Excerpts from bounding box data

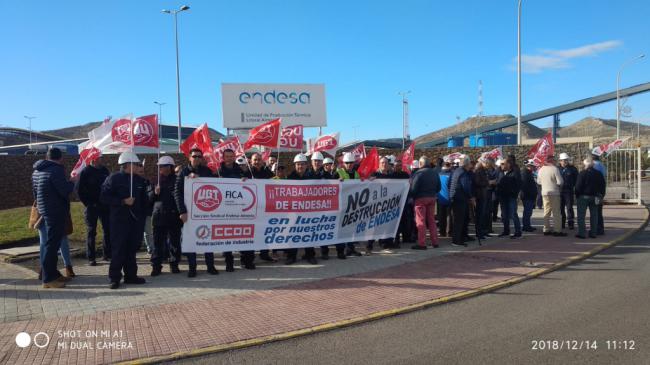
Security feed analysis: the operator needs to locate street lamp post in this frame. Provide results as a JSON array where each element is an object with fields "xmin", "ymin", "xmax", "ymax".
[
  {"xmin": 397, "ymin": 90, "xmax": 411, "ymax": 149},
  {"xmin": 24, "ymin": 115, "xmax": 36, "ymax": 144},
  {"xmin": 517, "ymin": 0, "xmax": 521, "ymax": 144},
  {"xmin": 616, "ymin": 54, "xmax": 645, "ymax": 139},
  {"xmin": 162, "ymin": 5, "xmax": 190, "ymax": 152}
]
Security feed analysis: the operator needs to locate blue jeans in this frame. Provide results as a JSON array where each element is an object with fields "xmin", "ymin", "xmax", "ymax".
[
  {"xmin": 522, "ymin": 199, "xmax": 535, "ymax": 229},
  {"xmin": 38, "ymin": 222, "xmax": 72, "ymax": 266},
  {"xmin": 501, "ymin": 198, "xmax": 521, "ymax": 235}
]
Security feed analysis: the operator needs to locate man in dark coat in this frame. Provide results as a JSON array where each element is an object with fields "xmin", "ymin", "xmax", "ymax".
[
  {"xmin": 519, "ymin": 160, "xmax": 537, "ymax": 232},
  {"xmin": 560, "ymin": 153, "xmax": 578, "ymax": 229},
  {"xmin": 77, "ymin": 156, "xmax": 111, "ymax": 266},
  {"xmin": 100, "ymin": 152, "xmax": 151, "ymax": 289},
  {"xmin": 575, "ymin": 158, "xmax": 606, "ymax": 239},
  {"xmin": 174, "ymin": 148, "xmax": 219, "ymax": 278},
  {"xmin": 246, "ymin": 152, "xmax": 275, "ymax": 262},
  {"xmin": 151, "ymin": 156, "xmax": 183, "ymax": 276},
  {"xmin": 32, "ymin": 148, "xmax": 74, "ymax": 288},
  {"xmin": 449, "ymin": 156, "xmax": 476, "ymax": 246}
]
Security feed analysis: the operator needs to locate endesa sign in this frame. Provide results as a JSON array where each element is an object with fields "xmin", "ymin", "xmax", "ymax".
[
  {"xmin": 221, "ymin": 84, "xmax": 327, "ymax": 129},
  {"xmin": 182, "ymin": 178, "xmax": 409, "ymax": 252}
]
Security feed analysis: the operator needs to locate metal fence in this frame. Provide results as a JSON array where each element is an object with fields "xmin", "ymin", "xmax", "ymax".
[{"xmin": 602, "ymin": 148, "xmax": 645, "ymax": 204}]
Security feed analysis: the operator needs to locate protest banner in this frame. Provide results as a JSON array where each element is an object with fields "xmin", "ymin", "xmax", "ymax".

§ Exercise description
Copy the records word for word, starting at the line that contains "Security feed analysis: the operator needs to locate metal" and continuing through the end of the records.

§ Finished task
Security feed analysis: the operator needs to locate metal fence in this frame. Provide results as a JSON array where each element is an object with fields "xmin", "ymin", "xmax", "ymax".
[{"xmin": 602, "ymin": 148, "xmax": 645, "ymax": 204}]
Security feed analysis: the operator needs to locate protest banner in this frame. Provide results as a JSON array where each element is an object with fields "xmin", "ymin", "xmax", "ymax".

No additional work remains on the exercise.